Individual behavior and lifestyle: Individual behavior and lifestyle include intrinsic factors such as a patient's ability and motivation to engage in their health care and access to technology.[7] Extrinsic factors relating to individual behavior can include healthcare system factors like the ability to schedule appointments and the attitude and perceived skills of the healthcare providers.[7] Exposure to things such as tobacco, poor diet, alcohol, and firearms all fall under this domain.[7] The Framingham study established links between smoking, lack of physical activity, and cardiovascular disease.[4]
Social determinants: The World Health Organization defines the social determinants of health (SDOH) as "the conditions in which people are born, grow, work, live and age, and the wider set of forces and systems shaping the conditions of daily life" (ODPHP. Healthy People 2020 and 2030).[8] SDOH are nonclinical and nonbiological social factors that impact health. SDOH includes fundamental causes of disease such as racism and discrimination, unequal distribution of power, income, wealth, education, and societal values of equity and fairness that impact health directly and indirectly via intermediate structural factors, including healthcare access, healthcare quality, support services, housing and transportation and intermediate individual factors" (ODPHP. Healthy People 2020 and 2030).[8][9][10][11] Examples of SDOH domains include:
- Policy: The Institute of Medicine considers policy development a critical element of public health.[12] The government or healthcare organizations work to improve the health of a population. Examples include the Affordable Care Act, tobacco sales taxes, and car seatbelts (ODPHP. Healthy People 2020).[13] These are intended to be implemented in the population as a whole.

————

Answer these questions using the health determinants text above:
1. Which study linked smoking and lack of physical activity to cardiovascular disease?
2. Which organization's definition of the social determinants of health does the text quote?
3. What three policy examples does the text list?

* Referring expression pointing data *
————

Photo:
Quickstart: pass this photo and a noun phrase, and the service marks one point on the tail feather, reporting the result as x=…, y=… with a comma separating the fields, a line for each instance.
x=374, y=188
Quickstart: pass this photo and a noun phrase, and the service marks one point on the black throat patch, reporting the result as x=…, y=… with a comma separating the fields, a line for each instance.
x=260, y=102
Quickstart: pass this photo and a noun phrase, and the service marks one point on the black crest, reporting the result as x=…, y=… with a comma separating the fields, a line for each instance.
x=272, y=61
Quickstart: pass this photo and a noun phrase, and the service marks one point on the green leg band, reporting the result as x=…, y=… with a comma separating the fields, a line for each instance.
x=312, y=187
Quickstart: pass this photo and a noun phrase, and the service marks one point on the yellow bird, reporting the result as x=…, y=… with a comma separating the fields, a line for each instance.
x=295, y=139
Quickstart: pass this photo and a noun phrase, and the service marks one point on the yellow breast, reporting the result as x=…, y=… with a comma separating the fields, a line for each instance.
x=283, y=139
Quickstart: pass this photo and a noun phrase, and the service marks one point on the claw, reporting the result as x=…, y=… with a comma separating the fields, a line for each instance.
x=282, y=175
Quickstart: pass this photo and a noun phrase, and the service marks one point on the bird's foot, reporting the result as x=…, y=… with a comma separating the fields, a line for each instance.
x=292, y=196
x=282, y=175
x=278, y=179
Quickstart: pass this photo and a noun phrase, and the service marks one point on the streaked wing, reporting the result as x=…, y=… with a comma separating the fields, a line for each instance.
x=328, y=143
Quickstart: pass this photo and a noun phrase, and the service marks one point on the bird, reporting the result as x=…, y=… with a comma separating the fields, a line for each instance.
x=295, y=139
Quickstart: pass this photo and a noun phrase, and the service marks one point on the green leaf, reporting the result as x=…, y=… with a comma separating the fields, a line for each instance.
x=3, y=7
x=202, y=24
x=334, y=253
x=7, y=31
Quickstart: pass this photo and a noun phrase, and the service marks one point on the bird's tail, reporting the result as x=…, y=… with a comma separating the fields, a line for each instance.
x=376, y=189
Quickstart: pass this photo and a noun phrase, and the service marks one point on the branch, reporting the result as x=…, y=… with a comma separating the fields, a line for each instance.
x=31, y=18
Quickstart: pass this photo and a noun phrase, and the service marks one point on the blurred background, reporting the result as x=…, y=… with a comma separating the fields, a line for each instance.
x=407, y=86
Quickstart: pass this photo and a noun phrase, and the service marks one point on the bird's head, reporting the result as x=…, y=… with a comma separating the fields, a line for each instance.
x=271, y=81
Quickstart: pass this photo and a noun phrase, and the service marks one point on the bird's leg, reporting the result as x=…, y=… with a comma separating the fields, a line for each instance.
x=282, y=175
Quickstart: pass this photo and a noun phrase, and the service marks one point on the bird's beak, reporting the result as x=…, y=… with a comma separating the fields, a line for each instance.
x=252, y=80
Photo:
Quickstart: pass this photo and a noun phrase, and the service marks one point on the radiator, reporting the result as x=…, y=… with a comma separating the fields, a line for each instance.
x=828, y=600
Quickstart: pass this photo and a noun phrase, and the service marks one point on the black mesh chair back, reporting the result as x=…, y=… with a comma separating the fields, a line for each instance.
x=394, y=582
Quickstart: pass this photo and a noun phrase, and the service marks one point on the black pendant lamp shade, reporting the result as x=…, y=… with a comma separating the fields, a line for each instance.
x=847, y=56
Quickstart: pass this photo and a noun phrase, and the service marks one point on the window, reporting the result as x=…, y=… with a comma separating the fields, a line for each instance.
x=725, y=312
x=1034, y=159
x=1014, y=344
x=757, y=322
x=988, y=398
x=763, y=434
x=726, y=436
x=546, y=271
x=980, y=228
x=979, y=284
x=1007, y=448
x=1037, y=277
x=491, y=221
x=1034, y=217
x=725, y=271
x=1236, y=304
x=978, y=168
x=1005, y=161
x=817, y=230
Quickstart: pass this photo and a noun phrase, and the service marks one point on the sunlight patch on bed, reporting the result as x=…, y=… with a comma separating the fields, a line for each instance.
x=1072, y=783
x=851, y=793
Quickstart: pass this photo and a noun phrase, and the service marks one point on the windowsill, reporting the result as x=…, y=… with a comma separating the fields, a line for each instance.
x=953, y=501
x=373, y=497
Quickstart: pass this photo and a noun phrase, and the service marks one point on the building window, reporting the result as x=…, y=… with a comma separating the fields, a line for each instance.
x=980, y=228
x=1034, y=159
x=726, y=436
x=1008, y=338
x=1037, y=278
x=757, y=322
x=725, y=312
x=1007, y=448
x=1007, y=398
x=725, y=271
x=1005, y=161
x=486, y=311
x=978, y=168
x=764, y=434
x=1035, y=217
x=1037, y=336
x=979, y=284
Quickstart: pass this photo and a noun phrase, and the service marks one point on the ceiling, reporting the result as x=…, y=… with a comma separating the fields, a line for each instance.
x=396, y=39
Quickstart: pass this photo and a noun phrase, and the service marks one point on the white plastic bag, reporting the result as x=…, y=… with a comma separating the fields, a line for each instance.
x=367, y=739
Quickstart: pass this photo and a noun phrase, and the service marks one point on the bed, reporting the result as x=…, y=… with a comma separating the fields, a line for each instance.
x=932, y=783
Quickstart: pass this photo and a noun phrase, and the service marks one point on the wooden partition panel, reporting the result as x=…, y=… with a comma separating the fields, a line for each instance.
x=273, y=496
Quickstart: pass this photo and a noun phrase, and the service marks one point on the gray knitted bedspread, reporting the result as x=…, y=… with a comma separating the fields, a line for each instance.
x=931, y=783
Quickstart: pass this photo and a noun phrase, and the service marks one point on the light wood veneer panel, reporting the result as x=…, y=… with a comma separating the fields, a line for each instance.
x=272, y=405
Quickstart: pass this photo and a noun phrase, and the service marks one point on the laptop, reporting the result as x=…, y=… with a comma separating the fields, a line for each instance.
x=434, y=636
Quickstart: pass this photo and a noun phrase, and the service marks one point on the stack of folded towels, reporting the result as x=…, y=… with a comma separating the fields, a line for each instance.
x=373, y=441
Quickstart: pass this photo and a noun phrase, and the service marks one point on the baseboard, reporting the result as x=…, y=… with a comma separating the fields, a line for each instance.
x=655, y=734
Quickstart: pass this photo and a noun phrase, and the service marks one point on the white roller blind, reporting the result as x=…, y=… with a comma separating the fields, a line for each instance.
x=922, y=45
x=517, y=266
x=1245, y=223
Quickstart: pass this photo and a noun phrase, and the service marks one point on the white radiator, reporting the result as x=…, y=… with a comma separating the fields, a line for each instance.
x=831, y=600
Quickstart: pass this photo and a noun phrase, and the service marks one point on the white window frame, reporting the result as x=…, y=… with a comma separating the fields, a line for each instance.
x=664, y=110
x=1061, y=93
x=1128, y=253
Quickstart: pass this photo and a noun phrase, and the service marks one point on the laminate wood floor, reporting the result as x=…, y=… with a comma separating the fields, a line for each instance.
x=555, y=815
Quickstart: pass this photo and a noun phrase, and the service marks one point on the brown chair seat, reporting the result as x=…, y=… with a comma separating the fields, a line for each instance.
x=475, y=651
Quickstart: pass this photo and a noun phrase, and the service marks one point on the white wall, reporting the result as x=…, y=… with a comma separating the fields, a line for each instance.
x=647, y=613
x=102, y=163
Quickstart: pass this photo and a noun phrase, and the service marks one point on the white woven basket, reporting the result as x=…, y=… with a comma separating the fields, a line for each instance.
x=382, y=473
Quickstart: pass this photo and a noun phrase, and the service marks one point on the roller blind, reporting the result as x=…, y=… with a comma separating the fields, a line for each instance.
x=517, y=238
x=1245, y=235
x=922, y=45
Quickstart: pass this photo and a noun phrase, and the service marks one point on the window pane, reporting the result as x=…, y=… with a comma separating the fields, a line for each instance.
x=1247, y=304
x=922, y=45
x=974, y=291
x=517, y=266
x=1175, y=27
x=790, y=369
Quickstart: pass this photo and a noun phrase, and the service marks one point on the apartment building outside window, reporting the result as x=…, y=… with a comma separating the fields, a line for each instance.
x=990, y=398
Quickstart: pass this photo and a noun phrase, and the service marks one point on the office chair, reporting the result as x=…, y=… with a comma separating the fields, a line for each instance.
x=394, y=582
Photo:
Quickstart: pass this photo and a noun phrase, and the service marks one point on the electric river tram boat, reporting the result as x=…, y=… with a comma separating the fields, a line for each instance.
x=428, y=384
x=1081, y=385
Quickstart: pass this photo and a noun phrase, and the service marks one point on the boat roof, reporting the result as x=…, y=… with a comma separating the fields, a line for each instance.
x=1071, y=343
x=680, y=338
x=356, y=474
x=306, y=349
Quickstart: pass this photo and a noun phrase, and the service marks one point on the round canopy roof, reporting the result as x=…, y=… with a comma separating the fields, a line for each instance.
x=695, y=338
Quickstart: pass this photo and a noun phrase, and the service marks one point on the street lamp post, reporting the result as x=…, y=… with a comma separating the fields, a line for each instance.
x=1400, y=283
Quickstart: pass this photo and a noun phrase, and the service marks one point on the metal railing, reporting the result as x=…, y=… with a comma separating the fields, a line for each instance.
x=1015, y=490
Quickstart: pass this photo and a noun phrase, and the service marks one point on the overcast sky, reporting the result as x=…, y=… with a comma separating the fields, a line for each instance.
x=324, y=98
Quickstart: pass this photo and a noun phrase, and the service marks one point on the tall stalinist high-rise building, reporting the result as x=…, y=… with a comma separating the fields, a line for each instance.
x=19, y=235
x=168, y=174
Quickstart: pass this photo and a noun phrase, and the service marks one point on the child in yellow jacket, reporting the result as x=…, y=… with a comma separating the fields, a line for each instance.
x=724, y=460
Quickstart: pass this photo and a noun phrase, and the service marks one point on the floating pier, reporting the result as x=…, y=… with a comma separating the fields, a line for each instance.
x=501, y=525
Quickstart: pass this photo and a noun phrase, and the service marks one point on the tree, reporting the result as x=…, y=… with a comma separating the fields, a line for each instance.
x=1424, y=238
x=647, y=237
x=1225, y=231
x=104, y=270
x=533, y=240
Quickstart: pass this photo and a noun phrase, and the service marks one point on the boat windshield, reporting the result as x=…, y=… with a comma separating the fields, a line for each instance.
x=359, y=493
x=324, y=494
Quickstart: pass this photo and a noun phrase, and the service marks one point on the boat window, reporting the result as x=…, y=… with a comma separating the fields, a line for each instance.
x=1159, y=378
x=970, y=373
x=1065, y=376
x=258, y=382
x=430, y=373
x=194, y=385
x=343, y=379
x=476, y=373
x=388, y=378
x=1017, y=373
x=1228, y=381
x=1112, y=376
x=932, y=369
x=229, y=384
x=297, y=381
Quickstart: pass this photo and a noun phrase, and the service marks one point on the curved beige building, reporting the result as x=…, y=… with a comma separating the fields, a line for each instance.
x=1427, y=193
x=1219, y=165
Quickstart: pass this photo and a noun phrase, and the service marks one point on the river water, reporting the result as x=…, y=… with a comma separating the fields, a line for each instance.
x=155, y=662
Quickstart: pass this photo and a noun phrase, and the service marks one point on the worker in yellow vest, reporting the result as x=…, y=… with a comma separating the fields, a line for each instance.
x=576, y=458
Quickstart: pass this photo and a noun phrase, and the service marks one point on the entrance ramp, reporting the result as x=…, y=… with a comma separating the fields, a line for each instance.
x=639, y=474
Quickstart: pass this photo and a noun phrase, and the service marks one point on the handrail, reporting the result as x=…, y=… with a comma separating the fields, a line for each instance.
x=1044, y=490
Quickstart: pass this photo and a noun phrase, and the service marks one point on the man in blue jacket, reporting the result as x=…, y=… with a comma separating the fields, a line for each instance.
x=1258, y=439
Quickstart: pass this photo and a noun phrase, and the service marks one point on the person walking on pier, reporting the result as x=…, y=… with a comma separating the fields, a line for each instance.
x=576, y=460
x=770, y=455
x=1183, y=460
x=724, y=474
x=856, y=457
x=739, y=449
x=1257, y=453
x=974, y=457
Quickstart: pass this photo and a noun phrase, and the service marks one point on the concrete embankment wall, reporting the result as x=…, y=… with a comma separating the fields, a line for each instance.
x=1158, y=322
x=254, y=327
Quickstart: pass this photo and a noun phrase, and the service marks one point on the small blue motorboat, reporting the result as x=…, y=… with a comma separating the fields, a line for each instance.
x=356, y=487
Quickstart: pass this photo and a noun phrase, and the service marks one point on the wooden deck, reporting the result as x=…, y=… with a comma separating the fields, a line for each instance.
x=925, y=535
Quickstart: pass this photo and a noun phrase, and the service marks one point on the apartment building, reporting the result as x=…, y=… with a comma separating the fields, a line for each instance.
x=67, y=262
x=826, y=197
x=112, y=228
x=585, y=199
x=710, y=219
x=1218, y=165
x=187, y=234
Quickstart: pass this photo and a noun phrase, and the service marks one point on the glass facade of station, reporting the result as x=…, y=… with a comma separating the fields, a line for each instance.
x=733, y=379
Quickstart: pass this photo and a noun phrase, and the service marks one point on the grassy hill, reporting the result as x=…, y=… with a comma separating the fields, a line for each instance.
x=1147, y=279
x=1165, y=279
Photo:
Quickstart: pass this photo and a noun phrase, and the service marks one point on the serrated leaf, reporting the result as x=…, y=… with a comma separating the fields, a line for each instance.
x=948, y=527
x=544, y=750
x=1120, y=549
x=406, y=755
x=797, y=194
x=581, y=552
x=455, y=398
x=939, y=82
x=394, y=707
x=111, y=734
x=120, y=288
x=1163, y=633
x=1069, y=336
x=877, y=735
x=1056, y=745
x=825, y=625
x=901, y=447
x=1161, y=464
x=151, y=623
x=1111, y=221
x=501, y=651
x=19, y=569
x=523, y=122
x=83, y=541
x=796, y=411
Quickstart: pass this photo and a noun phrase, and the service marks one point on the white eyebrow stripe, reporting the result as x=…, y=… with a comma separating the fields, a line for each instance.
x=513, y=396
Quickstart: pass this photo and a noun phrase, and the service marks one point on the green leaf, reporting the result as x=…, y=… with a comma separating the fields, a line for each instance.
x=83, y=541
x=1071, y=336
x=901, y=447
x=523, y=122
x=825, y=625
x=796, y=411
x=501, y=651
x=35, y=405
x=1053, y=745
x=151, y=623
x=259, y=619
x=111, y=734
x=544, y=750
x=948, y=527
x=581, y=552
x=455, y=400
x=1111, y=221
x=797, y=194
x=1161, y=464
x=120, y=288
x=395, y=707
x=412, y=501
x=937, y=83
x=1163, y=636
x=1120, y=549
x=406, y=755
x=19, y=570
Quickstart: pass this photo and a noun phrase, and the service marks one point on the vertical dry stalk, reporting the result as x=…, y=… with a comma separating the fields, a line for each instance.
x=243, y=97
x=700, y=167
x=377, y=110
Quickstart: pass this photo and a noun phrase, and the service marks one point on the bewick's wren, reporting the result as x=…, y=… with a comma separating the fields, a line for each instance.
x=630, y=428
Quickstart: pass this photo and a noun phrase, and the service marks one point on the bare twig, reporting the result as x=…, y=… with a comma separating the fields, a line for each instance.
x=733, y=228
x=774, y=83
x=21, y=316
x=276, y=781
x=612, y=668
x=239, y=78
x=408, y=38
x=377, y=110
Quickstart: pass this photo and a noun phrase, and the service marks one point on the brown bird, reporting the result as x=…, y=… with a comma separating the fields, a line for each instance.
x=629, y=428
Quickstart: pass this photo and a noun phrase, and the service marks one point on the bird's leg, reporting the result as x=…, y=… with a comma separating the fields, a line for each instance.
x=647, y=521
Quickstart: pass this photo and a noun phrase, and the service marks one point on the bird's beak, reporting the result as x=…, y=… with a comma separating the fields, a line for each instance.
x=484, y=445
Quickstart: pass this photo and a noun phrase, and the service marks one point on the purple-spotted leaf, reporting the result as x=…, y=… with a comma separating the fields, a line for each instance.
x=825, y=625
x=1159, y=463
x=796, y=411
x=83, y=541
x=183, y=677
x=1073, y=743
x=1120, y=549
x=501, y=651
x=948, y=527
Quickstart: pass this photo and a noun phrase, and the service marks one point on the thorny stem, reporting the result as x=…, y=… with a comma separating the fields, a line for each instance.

————

* Response below *
1. The Framingham study.
2. The World Health Organization.
3. The Affordable Care Act, tobacco sales taxes, and car seatbelts.